Would you copy the records exactly, leaving the pictures out?

§ Data for this task:
*** Block opens ***

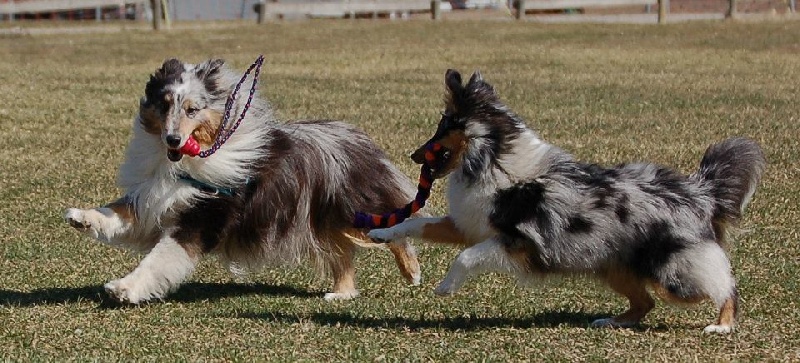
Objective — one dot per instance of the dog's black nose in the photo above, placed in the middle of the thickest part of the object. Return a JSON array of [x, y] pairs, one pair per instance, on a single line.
[[173, 140]]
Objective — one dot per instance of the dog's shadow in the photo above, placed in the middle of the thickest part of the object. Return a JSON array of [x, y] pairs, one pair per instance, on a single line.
[[189, 292], [197, 292], [550, 319]]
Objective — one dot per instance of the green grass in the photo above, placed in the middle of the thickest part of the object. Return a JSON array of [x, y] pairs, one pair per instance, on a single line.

*** Block closes ***

§ Output for this exercise:
Objective — one dot per instance of the dog's black nose in the photo above, placed in the middle of the thickest part of the object. Return a JSON array of [x, y] pairs, one pair per instance, on a single line.
[[173, 140]]
Objective — one dot per instance of the dog's shadow in the photo above, placed in the middle of the thickest part of the object. Return a JSON array of [x, y] pairs, one pair per instance, on a single line.
[[189, 292], [197, 292], [550, 319]]
Objective — one dot per instance of the green grass in the photo above, placed in the middle of the thickest part of the object. Return a JSON array of [x, y] pairs, one pair per instance, on a single line.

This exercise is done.